• _Parts of the exercise_
a: According to the gold market report, what caused gold's decline that began Tuesday and continued in Asia on Wednesday? Answer in one to three sentences.
b: Continue the gold market report from its final sentence.

• _Passage provided_
"""

Gold falls again as rally comes to halt, stock markets mixed
October 22, 2025 03:24 pm
Gold and silver sank for a second day on Wednesday (Oct 22), bringing a rally in the precious metals to a juddering halt, while stocks were mixed after United States President Donald Trump remarked that a meeting with Chinese counterpart Xi Jinping might not take place.
Bullion has seen an eye-watering run-up since the turn of the year, helping it climb more than 60 per cent and hitting multiple records, with observers suggesting it could soon hit US$5,000 an ounce.
The rally has been built on a range of issues including a weaker dollar, expectations of interest rate cuts, falling bond yields and central bank buying.
Lingering worries about the global outlook have also boosted its haven status, while a fear of missing out on the surge has equally played a part.
But the buying reversed Tuesday, tanking as much as 6 per cent at one point, and continued its retreat in Asia, hit by profit-taking, hopes for a further easing of China-US tensions and a stronger dollar.
At one point on Wednesday, it hit a low of US$4,000 - a day after chalking up a record peak of US$4.381.51. Silver, which has been riding the coattails of the rally, also plunged.
The retreat hit gold miners and producers. Northern Star Resources in Sydney dived more than 8 per cent, with Perseus Mining losing more than 6 per cent.
And Hong Kong-listed Zijin Gold International shed more than 4 per cent and Shandong Gold Mining was off nearly 2 per cent, while Merdeka Copper Gold dived around 4 per cent in Jakarta.
“Gold’s glorious charge finally met gravity. After months of one-way conviction and relentless inflows, the metal took a 6 per cent cliff dive,” said Stephen Innes at SPI Asset Management.
“Volatility in gold has now surpassed equities, echoing the pandemic’s manic heartbeat,” he said.
However, he added that the commodity would likely still retain support among investors.
“Beneath the surface, the structural demand for insurance remains.
“Central banks will keep stacking reserves, investors still question the durability of fiat promises, and the monetary plumbing remains swollen with debt and distortion.”
Charu Chanana of Saxo Markets added: “None of this means the precious metals story is over. In fact, these are healthy developments, helping to cool what had become an overheated trade and preventing the rallies from turning into a bubble.”

"""

Data records:

"""

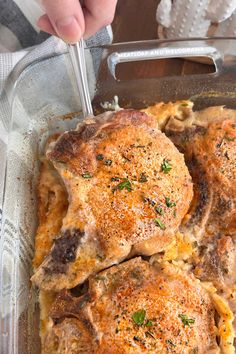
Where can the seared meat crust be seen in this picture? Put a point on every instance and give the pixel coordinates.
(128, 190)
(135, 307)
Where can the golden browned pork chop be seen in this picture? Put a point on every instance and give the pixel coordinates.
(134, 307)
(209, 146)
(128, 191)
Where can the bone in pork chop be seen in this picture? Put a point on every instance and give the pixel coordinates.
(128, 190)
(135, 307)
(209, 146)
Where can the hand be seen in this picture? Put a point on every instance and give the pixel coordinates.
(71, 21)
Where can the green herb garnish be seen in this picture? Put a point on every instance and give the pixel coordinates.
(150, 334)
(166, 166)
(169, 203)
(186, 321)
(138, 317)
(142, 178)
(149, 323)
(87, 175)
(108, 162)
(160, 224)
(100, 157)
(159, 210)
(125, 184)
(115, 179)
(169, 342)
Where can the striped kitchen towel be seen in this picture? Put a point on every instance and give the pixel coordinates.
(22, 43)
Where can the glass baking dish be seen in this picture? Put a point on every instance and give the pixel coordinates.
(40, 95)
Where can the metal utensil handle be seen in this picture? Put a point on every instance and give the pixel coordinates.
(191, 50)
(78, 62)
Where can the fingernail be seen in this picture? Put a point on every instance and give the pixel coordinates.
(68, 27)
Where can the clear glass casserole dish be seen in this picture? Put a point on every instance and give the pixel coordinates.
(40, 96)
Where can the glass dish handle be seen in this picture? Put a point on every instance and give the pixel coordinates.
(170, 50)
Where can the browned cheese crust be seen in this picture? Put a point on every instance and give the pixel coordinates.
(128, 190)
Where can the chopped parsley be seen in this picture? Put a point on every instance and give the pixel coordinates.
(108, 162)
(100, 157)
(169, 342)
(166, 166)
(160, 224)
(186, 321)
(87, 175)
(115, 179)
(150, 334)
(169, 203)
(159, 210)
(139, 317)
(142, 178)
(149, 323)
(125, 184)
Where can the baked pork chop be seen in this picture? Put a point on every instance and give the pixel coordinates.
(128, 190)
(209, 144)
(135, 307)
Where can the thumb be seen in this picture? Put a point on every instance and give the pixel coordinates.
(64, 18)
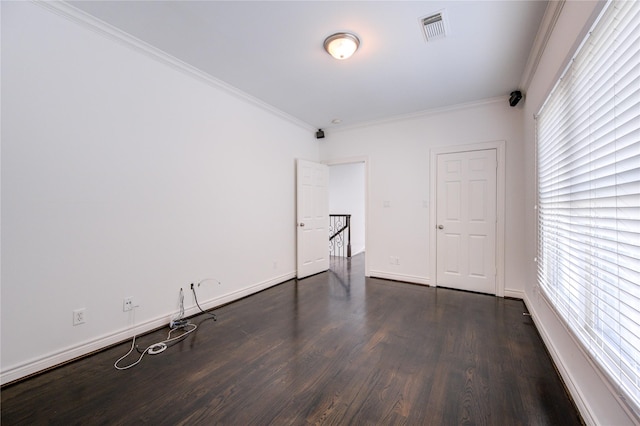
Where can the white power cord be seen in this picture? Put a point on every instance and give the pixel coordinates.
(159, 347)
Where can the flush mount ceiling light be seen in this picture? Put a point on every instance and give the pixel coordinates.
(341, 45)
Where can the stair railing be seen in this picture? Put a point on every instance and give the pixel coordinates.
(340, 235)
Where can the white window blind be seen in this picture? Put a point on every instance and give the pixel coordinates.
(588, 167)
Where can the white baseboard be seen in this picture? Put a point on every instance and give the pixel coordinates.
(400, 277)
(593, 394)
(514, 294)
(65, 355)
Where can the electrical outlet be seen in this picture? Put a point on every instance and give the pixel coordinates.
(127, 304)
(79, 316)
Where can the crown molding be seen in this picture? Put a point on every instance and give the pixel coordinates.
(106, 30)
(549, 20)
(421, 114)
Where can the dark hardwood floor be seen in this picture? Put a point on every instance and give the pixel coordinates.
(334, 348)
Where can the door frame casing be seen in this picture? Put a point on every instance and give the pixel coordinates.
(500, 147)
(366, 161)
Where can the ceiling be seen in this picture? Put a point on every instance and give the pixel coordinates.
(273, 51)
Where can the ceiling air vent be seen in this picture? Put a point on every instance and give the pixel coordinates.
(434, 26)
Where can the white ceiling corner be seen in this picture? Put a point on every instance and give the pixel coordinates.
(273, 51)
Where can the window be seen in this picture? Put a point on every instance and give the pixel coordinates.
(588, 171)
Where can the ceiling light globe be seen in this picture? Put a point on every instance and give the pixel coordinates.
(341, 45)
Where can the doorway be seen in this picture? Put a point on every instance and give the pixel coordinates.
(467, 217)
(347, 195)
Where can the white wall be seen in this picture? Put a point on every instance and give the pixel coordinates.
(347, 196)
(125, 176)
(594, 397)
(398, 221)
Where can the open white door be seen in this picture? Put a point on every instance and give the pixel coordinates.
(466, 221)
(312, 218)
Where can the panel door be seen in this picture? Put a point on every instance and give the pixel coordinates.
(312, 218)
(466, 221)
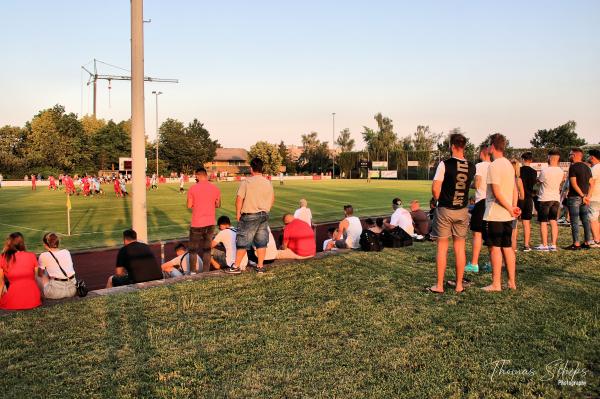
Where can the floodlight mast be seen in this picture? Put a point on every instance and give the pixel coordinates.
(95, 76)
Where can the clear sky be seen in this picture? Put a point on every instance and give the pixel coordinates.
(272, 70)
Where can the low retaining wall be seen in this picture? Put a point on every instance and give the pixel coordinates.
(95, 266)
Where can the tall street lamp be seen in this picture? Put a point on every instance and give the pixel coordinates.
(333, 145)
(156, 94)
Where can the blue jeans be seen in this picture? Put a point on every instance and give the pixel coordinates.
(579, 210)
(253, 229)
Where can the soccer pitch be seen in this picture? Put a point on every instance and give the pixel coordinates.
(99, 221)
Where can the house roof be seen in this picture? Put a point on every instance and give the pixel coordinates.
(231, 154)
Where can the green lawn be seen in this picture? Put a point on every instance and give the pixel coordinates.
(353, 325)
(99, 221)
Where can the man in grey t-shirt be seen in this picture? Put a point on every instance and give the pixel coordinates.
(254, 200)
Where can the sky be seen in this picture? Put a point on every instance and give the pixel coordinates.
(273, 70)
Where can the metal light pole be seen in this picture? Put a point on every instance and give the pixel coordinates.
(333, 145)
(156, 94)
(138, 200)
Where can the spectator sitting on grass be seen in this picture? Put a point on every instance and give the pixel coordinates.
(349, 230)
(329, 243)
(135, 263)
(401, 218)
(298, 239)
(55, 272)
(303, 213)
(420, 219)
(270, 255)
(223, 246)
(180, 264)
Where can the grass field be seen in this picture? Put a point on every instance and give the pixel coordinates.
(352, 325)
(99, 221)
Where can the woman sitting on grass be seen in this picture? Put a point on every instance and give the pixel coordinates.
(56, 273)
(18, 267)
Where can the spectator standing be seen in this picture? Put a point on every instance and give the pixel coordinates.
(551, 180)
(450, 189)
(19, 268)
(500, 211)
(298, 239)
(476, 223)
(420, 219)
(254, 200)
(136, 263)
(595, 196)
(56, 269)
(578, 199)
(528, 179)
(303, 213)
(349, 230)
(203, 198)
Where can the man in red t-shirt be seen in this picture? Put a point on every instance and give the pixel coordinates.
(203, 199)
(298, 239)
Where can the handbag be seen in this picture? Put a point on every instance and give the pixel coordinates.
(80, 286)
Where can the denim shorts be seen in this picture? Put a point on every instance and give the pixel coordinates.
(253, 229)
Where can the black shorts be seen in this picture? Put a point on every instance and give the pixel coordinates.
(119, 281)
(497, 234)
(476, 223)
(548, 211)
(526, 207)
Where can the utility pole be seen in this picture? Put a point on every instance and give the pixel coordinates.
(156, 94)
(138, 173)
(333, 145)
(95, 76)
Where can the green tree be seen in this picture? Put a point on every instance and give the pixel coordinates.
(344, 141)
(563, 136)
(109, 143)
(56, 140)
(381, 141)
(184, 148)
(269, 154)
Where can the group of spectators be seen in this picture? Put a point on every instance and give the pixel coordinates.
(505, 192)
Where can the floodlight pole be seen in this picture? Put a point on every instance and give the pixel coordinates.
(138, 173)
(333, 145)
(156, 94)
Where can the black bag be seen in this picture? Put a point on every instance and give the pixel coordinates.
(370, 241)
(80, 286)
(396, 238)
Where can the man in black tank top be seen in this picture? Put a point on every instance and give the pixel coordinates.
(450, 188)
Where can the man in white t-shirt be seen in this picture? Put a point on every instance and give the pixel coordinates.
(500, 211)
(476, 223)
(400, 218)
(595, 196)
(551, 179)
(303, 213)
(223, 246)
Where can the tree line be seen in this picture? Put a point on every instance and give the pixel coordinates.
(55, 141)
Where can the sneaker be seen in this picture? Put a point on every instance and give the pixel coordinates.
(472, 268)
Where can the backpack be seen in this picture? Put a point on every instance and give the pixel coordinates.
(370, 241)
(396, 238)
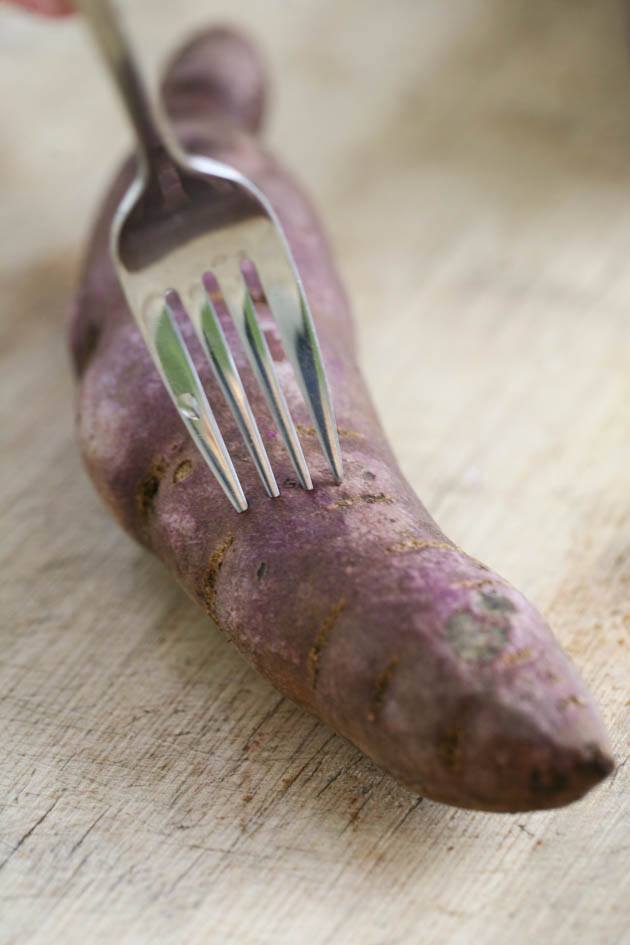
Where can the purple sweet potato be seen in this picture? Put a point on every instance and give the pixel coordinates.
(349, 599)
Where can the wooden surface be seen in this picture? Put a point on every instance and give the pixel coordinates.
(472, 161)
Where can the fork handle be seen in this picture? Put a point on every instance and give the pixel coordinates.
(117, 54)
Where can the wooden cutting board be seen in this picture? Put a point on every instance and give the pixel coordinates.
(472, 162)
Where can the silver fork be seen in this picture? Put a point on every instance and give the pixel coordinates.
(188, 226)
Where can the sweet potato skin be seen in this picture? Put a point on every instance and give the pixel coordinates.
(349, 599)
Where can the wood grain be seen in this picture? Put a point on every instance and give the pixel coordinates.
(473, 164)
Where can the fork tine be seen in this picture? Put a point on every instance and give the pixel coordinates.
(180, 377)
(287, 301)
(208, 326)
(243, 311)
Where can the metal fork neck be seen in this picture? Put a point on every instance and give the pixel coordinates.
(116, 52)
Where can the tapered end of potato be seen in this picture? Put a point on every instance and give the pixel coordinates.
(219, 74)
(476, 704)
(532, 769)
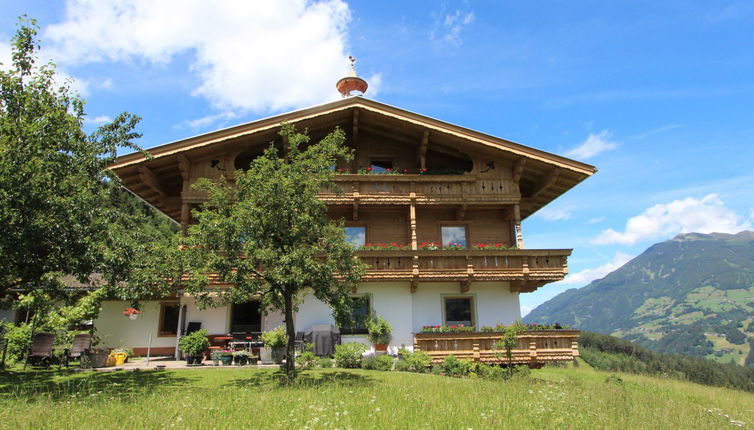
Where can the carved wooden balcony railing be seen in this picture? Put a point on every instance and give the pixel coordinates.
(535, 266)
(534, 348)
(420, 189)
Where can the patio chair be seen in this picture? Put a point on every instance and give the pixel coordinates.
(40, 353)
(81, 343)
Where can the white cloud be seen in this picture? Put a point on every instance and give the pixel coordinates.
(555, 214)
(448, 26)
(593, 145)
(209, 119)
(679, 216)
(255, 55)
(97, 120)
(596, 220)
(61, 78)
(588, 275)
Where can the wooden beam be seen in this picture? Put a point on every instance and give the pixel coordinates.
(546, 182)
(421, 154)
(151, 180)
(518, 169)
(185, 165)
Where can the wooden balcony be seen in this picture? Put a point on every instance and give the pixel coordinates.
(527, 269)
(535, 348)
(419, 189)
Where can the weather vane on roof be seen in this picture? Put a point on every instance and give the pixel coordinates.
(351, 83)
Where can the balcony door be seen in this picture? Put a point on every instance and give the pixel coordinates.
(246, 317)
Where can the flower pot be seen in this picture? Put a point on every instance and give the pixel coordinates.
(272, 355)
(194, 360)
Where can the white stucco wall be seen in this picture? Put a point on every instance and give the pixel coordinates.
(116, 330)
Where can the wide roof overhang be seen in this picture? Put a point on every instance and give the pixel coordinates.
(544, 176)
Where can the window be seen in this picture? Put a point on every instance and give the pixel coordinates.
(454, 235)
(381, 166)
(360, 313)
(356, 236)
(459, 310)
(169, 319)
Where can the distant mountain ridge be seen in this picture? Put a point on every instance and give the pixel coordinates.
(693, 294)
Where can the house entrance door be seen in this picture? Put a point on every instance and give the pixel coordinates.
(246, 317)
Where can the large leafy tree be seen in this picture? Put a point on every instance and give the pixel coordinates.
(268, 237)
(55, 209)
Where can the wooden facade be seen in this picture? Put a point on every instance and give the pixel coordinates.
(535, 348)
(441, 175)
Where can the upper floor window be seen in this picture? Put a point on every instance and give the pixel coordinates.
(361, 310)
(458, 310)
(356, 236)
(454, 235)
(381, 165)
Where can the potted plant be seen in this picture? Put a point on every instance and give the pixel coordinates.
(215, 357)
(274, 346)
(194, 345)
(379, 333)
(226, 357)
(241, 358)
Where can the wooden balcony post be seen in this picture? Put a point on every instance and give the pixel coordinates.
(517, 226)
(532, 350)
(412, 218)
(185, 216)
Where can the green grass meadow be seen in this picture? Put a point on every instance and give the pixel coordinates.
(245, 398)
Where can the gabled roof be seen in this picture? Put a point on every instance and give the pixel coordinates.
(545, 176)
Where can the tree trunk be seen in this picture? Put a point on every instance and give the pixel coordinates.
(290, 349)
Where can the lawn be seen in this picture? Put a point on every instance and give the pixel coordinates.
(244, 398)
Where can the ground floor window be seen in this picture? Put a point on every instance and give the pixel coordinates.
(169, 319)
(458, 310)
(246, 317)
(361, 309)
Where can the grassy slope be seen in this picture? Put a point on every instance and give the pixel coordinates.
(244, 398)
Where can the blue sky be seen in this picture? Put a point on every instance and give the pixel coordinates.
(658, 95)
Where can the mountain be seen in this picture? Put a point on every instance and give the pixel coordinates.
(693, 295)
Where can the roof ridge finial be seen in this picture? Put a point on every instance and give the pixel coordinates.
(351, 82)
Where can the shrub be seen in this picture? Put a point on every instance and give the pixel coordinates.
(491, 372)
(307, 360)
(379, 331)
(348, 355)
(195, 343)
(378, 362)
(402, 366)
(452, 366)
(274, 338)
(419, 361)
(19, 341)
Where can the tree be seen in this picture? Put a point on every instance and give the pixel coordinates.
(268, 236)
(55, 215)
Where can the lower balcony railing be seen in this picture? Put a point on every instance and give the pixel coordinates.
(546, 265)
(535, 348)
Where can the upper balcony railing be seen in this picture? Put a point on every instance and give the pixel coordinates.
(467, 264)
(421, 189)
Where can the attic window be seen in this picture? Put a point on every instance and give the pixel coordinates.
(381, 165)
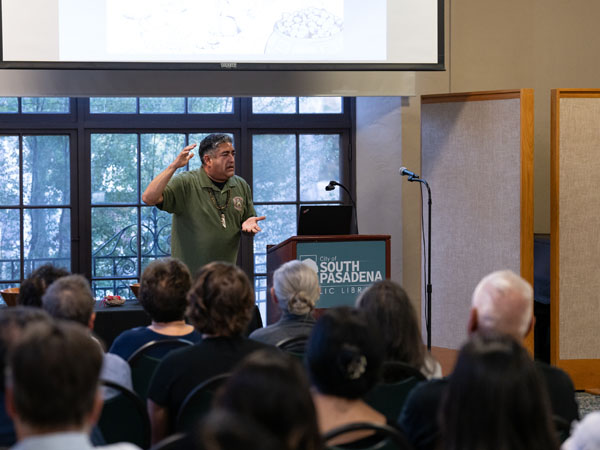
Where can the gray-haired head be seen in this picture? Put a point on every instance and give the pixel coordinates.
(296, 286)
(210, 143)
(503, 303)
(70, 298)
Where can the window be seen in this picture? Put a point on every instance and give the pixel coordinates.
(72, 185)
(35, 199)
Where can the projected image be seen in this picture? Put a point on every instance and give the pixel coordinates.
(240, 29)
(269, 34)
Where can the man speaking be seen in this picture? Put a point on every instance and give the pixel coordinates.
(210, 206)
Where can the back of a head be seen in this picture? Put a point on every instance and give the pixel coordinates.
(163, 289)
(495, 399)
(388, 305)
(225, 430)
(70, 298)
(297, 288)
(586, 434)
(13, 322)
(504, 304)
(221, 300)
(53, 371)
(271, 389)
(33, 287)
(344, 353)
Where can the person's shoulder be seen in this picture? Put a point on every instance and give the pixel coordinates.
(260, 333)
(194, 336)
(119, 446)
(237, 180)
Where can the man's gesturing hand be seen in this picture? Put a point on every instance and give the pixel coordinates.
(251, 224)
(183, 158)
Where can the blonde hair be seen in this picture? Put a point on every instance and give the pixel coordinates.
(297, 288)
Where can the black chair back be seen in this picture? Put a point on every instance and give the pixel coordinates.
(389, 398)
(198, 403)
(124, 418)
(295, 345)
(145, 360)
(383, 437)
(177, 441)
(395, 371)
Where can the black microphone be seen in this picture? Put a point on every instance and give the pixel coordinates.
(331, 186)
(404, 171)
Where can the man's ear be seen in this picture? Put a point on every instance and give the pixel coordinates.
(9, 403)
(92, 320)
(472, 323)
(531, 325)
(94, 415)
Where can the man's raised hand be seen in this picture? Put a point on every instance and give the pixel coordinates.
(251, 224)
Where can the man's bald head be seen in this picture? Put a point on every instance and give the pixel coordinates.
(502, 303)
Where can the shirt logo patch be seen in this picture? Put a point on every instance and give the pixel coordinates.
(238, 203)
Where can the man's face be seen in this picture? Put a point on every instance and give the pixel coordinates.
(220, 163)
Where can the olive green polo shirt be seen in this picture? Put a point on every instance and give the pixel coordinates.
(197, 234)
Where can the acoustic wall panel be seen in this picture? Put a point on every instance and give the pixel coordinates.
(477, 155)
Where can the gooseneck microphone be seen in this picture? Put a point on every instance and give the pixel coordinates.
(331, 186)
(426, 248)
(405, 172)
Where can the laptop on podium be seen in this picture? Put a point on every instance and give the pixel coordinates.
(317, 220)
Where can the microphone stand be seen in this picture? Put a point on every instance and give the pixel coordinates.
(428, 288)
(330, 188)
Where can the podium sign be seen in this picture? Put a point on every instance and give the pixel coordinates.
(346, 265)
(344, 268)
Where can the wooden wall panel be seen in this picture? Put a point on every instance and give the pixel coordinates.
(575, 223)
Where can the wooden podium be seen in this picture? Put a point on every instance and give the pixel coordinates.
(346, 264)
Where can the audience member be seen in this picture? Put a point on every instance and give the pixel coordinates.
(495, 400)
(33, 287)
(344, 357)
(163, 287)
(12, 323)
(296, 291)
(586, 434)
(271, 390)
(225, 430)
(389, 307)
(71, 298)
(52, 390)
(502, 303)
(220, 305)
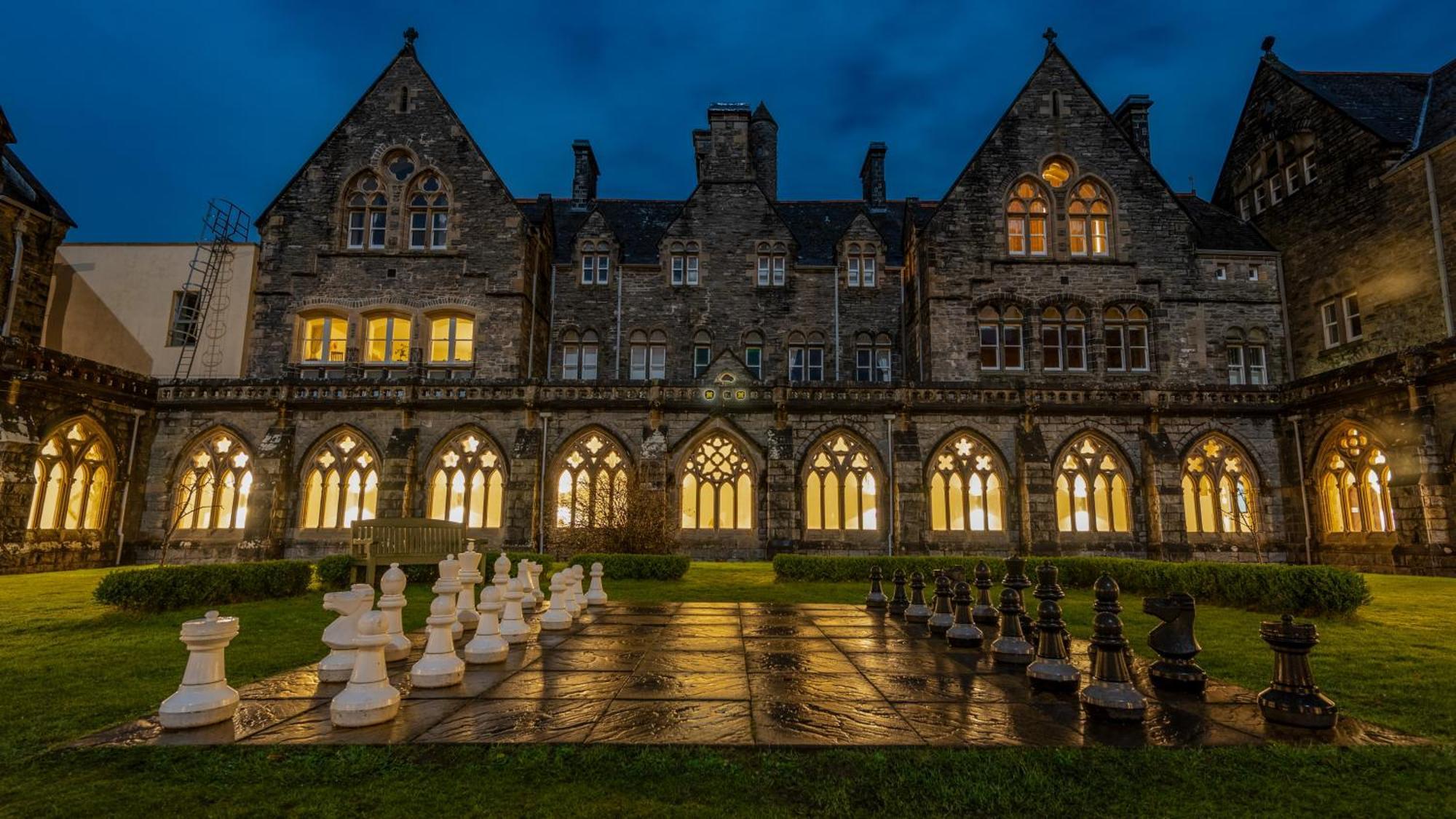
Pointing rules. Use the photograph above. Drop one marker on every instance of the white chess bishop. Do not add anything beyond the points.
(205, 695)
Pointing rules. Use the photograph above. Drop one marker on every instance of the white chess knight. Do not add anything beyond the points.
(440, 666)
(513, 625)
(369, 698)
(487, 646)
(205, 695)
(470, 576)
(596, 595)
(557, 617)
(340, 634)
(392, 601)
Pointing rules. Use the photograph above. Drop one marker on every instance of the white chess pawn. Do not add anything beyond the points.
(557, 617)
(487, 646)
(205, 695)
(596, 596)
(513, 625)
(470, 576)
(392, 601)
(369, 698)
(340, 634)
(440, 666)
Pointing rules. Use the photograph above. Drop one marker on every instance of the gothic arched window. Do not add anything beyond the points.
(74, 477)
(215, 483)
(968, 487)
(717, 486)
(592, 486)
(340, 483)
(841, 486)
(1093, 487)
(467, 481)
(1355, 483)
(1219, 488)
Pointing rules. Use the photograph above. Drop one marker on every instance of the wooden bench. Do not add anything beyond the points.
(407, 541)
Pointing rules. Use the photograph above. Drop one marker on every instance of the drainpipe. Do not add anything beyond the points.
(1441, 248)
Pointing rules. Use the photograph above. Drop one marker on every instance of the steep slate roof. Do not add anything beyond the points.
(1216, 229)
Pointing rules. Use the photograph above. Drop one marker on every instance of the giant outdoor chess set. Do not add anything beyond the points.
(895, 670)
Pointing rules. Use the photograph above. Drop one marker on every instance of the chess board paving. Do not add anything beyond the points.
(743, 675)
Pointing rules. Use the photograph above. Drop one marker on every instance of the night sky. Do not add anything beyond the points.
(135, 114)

"""

• _Answers per task_
a: Gold's decline was driven by profit-taking, hopes for a further easing of China-US tensions, and a stronger dollar.

b:
The selling matched losses in equities, with most Asian markets falling following two days of strong gains.
While investors were taking a breather from the latest run-up - fanned by hopes for a thawing of relations between Beijing and Washington as well as rate-cut bets - comments from Trump raised eyebrows.
The US president said Tuesday he expected to seal a “good” trade deal with Xi at the APEC summit in South Korea next week, saying that “I think we’re going to have a very successful meeting. Certainly, there are a lot of people that are waiting for it”.
But he then added: “Maybe it won’t happen. Things can happen where, for instance, maybe somebody will say, ‘I don’t want to meet. It’s too nasty.’ But it’s really not nasty.”
Hong Kong and Shanghai dropped along with Sydney, Wellington, Taipei and Manila, though Singapore, Seoul and Jakarta rose.
Tokyo ended flat, eroding early losses fuelled by profit-taking after a strong rally sparked by an end to political turmoil in Japan.
London opened on the front foot but Paris and Frankfurt edged down.
Oil prices jumped around 2 per cent on speculation that India will agree to cut its purchases of the commodity from Russia as part of a trade deal with the US.
Trump claims New Delhi has pledged to reduce its imports from Russia, which Washington says helps finance Moscow’s war in Ukraine.
Indian officials have neither confirmed nor denied any policy shift.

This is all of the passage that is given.